TASK PROMPT - Exactly the lines from the one containing "shadow on grass" through the final line of the listing are to be retyped, and nothing more.

ENTRIES SUPPLIED -
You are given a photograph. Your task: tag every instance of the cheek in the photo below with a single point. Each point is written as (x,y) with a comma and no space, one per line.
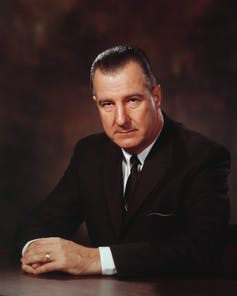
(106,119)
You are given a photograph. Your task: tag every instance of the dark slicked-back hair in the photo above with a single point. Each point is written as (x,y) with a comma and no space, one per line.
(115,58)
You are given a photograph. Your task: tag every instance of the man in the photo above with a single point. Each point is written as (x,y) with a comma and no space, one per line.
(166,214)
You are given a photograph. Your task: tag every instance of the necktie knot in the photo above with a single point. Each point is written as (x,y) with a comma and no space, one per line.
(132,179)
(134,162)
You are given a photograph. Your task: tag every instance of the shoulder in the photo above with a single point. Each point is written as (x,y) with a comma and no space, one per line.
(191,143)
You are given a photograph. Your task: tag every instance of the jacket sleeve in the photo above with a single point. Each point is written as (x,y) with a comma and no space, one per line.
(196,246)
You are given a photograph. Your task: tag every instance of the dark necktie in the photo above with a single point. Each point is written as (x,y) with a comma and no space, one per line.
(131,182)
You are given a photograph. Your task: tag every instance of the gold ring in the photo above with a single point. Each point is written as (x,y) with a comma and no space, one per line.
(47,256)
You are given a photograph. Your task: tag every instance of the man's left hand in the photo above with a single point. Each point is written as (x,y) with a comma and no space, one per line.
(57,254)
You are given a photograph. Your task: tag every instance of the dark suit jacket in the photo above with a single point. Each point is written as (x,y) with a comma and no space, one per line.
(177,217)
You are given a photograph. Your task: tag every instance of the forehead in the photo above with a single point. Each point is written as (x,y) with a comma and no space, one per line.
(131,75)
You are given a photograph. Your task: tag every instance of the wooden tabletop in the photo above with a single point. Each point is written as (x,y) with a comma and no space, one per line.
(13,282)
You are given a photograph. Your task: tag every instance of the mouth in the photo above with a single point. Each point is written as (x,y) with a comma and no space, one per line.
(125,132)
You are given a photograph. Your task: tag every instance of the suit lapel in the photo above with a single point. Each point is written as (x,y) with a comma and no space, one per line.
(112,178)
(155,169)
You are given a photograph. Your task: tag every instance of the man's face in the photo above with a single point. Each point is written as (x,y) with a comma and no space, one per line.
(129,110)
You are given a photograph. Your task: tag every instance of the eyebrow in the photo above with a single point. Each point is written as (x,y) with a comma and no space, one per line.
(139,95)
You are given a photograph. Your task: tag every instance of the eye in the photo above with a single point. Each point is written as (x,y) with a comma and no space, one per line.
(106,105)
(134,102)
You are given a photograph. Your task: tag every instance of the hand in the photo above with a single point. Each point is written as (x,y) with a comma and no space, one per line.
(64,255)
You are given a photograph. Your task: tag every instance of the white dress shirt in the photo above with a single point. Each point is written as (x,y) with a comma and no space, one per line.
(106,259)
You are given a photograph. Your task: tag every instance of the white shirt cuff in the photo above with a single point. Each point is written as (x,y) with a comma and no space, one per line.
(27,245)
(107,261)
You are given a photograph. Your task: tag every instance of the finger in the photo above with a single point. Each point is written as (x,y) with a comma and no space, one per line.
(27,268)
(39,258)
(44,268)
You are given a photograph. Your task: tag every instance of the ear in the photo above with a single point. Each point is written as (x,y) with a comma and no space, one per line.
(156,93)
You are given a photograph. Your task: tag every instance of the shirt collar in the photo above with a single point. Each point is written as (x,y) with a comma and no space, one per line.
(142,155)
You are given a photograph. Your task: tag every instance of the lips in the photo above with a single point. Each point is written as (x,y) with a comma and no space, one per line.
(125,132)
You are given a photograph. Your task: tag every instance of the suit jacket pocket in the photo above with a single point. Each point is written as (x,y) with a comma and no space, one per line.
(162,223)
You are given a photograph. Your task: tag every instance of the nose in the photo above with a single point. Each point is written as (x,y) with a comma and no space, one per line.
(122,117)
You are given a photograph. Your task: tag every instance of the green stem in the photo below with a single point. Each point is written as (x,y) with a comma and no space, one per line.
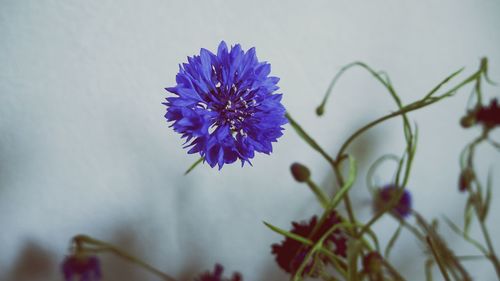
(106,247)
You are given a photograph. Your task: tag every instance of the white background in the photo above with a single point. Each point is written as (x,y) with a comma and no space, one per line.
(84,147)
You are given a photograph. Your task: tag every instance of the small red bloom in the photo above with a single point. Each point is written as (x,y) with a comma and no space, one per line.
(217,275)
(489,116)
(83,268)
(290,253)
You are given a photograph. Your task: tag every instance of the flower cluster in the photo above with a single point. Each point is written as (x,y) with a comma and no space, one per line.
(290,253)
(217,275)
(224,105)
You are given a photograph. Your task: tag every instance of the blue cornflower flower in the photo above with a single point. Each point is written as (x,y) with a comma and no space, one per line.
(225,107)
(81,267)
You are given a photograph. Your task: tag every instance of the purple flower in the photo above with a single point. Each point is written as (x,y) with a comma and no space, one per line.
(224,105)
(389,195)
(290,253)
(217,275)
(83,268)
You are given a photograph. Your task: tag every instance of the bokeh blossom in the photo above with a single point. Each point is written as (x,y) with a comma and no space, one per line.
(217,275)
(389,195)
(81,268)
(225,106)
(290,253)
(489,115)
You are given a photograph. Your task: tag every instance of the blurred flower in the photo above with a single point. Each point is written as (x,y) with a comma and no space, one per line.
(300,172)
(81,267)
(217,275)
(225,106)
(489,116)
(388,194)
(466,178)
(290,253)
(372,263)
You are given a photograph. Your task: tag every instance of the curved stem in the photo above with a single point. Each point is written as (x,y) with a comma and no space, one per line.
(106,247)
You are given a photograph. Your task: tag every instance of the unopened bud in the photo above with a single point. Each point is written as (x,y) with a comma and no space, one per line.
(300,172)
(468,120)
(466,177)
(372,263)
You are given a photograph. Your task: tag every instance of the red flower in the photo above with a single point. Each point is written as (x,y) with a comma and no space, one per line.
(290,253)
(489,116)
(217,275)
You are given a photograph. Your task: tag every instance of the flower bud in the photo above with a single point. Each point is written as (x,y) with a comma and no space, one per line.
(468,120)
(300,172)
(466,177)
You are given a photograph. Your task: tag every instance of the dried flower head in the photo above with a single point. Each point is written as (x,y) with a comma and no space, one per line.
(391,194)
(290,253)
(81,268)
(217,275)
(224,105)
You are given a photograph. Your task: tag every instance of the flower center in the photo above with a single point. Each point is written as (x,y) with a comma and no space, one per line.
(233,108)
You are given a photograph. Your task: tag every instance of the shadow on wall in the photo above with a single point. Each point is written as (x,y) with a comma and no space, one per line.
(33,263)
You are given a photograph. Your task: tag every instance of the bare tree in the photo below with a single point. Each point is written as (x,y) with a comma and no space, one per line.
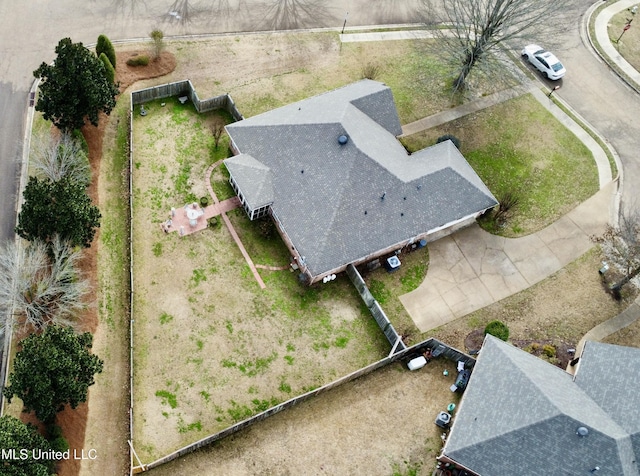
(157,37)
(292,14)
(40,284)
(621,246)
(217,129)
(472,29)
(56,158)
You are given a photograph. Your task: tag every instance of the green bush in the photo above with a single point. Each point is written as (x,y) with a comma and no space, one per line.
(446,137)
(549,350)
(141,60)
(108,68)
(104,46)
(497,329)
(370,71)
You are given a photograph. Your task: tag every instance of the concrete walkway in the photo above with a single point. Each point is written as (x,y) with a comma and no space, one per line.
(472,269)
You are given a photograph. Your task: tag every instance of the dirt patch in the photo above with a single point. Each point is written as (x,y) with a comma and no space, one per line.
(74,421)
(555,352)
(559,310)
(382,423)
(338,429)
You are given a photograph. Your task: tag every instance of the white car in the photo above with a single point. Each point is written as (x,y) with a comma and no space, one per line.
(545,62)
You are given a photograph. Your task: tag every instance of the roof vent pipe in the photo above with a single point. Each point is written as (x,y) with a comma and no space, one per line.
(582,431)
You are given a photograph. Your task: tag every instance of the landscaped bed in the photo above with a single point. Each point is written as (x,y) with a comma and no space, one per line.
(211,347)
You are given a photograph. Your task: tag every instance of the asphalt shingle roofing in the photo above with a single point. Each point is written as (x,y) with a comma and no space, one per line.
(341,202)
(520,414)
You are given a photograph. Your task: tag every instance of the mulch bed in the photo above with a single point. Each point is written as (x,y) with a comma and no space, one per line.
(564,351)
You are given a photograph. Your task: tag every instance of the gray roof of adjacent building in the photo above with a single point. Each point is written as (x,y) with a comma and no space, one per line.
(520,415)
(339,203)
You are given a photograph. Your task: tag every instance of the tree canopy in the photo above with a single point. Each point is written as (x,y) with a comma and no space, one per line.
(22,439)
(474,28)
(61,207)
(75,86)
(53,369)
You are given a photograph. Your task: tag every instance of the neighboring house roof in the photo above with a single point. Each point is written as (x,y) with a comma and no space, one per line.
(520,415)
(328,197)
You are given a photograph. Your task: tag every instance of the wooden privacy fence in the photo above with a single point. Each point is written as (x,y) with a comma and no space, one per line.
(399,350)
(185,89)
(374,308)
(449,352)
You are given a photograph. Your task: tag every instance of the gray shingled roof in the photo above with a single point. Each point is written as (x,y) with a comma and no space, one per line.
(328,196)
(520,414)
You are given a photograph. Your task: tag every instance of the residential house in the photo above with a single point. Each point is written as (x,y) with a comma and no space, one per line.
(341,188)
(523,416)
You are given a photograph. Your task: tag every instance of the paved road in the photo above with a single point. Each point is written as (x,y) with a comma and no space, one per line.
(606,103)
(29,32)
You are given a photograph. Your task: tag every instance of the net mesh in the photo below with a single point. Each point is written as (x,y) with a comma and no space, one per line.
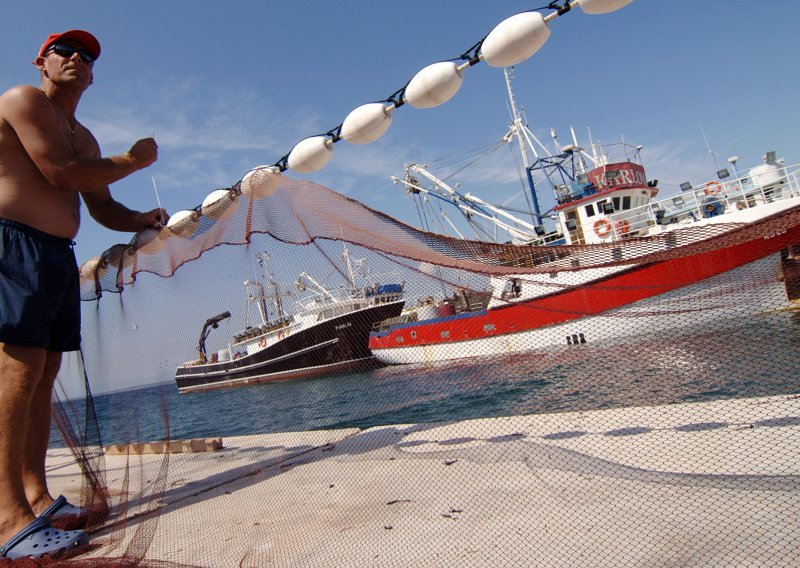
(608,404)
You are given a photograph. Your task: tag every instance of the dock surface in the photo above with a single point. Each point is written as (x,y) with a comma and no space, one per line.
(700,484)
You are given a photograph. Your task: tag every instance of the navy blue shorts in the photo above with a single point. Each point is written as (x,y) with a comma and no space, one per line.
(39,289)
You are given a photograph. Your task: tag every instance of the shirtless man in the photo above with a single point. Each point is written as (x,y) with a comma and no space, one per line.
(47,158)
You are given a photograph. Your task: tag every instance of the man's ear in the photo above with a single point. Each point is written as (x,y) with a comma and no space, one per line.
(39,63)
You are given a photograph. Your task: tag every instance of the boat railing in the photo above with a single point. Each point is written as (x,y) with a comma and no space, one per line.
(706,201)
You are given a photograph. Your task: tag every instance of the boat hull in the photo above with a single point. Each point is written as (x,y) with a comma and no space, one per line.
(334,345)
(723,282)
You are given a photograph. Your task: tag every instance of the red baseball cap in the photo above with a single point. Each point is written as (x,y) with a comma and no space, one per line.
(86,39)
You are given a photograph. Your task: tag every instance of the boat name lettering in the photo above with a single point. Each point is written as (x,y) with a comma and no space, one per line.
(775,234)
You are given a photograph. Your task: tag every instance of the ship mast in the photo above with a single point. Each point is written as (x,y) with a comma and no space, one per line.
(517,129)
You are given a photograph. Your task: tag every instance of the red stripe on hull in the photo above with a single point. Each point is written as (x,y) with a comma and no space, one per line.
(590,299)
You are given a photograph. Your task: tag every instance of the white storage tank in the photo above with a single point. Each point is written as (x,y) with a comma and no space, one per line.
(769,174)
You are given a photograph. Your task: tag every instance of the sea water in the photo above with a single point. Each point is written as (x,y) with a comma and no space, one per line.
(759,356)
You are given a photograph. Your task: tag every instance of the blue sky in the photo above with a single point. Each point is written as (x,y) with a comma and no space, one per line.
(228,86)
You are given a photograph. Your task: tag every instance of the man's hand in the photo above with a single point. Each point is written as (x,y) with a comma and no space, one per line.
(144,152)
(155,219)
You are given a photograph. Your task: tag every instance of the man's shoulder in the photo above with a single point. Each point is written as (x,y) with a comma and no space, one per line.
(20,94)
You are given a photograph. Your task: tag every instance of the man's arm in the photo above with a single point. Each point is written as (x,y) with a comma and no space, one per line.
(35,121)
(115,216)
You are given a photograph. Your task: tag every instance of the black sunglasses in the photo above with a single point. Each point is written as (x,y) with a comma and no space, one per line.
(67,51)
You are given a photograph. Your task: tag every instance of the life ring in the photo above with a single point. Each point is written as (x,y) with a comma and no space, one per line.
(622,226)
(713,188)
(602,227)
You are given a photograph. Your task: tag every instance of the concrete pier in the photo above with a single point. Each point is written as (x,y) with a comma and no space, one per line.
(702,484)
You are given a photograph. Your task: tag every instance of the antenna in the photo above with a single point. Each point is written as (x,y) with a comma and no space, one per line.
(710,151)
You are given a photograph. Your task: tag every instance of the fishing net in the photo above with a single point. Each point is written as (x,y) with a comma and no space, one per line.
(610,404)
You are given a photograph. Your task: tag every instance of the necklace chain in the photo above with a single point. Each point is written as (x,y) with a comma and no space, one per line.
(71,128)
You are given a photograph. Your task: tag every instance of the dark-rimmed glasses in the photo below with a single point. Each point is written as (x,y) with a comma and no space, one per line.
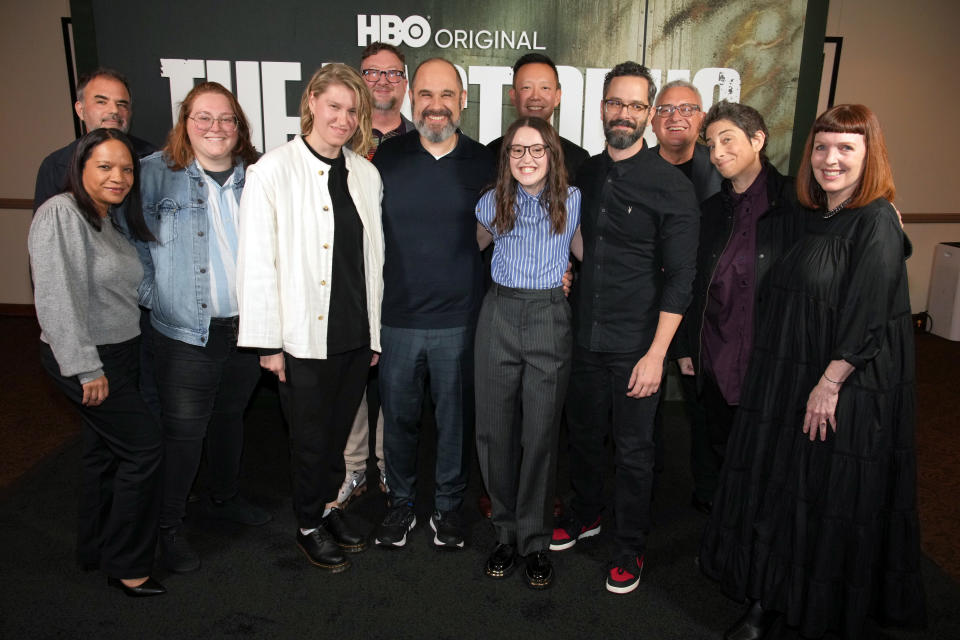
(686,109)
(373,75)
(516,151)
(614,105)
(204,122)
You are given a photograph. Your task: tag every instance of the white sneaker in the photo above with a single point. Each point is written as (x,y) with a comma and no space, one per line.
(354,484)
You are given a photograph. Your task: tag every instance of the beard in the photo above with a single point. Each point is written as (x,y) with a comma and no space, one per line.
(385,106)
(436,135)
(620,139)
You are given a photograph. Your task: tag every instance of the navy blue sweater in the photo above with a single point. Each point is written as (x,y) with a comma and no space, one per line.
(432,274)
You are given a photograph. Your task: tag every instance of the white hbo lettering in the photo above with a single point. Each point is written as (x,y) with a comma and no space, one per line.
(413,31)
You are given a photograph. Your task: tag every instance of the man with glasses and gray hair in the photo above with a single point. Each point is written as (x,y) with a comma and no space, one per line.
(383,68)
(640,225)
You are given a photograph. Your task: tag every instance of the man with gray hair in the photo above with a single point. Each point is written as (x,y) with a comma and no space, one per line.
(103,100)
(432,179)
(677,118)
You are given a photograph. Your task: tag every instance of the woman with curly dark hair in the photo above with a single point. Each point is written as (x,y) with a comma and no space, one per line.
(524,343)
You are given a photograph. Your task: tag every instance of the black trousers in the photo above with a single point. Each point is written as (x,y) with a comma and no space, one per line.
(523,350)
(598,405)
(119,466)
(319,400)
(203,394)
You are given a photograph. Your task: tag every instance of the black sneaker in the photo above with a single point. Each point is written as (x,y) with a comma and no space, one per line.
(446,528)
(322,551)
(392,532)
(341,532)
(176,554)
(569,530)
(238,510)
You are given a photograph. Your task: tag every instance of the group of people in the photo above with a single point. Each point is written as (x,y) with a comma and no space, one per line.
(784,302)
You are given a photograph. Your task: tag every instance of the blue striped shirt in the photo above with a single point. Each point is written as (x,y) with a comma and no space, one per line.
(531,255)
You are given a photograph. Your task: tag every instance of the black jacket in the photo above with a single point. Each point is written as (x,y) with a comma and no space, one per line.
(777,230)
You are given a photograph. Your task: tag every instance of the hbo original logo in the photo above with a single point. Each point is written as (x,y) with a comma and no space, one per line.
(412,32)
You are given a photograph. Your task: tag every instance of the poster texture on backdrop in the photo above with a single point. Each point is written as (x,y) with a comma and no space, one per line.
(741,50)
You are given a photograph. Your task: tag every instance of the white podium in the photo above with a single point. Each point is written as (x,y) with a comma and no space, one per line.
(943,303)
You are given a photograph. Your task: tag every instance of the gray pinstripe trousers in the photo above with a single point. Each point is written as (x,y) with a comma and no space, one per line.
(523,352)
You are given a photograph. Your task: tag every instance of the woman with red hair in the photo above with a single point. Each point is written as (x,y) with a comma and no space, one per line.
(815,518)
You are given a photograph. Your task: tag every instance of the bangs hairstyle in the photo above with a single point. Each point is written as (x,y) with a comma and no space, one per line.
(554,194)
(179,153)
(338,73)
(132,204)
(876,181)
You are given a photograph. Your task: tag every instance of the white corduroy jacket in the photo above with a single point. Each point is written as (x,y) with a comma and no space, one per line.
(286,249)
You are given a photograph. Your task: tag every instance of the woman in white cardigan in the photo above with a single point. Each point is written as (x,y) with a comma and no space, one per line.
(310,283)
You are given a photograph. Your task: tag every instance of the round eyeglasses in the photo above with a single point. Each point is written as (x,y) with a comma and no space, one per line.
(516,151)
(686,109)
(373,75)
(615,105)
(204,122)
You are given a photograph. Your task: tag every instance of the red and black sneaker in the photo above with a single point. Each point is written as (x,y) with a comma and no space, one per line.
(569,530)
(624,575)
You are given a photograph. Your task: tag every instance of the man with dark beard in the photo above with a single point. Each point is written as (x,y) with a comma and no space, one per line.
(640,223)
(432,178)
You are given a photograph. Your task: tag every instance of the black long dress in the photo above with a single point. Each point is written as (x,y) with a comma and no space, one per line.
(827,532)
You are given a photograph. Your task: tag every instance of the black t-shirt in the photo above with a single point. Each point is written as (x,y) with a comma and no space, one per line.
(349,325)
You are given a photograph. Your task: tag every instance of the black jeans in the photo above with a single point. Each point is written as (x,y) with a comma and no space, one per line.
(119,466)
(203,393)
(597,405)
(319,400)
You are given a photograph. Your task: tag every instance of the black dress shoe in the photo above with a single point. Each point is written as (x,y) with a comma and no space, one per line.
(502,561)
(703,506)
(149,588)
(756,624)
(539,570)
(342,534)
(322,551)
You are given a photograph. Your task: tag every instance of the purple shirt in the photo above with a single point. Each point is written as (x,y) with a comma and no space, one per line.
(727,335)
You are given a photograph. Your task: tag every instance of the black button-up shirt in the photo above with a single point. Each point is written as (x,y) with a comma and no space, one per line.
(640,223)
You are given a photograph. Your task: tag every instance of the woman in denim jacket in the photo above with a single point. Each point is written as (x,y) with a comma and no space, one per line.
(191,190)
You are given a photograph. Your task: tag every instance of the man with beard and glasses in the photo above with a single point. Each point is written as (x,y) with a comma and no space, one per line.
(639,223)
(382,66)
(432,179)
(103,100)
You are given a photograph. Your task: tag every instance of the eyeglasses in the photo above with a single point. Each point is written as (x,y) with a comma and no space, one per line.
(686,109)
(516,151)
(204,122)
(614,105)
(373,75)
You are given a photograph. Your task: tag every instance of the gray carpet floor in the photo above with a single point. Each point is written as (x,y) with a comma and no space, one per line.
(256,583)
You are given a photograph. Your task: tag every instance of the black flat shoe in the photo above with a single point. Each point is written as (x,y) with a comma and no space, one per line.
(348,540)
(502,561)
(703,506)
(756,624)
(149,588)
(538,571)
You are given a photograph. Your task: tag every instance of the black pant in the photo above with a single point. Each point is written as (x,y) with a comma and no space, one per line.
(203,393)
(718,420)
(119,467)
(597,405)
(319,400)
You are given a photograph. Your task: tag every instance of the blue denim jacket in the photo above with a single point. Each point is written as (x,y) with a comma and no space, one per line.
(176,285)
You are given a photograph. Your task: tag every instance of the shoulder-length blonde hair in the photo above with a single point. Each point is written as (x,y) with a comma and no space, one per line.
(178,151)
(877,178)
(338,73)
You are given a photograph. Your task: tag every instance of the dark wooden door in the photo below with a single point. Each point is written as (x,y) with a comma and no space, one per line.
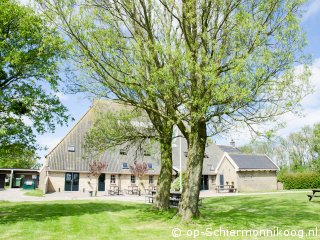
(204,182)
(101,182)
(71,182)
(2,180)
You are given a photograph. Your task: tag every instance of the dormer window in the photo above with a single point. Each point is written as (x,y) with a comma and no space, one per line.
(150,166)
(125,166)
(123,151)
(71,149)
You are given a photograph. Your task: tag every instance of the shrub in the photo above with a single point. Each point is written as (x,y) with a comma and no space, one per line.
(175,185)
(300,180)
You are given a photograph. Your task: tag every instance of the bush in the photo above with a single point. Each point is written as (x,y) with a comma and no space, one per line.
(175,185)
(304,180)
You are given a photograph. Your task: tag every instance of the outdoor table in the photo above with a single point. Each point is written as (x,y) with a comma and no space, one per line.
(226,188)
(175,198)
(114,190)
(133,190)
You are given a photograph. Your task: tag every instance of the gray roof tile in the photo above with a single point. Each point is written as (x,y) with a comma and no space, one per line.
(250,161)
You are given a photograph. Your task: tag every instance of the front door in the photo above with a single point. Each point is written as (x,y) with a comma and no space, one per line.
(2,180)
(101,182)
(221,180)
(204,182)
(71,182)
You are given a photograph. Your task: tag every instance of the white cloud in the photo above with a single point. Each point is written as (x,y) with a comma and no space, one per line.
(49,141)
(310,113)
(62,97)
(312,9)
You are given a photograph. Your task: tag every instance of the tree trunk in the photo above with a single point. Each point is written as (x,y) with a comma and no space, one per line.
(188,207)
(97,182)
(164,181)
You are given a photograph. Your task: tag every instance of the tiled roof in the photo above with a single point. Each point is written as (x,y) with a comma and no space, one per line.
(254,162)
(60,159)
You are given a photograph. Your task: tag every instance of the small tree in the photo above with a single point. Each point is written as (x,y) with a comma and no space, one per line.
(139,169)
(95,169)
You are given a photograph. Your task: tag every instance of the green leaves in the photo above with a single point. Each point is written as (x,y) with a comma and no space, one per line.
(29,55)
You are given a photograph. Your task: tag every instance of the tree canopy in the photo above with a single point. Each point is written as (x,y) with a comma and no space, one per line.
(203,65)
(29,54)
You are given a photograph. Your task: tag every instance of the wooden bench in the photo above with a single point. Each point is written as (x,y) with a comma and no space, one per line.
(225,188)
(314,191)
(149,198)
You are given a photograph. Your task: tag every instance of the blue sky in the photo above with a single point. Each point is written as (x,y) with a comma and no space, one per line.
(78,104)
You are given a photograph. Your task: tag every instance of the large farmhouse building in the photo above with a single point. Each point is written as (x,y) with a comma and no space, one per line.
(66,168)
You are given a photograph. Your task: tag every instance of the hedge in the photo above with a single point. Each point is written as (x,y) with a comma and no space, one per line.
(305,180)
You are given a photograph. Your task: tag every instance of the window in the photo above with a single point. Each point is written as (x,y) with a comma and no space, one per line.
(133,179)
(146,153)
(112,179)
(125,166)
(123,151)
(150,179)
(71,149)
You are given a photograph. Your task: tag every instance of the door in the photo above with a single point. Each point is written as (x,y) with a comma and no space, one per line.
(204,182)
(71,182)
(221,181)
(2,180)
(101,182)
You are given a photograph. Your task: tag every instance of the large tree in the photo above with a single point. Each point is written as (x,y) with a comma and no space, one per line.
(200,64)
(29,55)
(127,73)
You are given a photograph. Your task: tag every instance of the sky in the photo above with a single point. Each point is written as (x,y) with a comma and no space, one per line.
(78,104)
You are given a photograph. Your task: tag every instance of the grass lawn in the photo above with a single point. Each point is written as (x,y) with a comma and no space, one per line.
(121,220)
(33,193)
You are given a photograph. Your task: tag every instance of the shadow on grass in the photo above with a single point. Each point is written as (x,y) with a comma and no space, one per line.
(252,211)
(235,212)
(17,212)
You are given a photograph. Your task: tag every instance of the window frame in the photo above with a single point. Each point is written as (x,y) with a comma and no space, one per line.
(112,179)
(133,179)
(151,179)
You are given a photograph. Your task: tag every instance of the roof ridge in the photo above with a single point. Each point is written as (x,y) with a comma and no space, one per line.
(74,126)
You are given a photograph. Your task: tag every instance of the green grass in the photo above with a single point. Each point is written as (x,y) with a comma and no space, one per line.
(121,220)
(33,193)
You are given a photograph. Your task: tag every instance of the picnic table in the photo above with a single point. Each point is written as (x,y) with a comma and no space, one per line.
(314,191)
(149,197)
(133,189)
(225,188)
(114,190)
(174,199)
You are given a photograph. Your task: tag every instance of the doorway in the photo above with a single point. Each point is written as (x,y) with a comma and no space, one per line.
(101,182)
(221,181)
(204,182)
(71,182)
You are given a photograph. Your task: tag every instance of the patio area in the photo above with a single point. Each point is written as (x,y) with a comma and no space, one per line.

RESPONSE BELOW -
You are given a photograph. Your task: tag every instance of the shadow on grass in the photo above with a single point. Each point is written as (x,y) with a comma and no space, one per line.
(252,211)
(235,212)
(17,212)
You are given a photograph. Your task: tag every instance of the window frame in the photo above with a single point. Each point is written as (x,y) with a comma and no space, one per line.
(112,179)
(133,179)
(151,179)
You are given a photograph. Your task: tag every instance of the roof ridge in the photo above with a single point. Each point is written as (x,y) with a comma and no space, one per line.
(74,126)
You are given a photograph. Your task: tag every instance of the green grass in the photo above with a single point. Each point is written as (x,y) with a comma and no space, one per line.
(121,220)
(33,193)
You are given a photograph. Your task: tag every instance of the picnic table in the photo above with a single point. Each point is written as (x,y) with a comma and no space, one per line.
(314,191)
(149,197)
(133,189)
(225,188)
(114,190)
(174,199)
You are given a photograph. Your task: tag every instance of the doorway in the photo above with a single point. Each point is written as (x,y) with a comma and no space, one per line.
(101,182)
(221,181)
(204,182)
(71,182)
You are given a photograph. Your task: tag every instance of the patio area in the photo above with a single point. Each point is written as (x,y) with a comma and no space, one per line.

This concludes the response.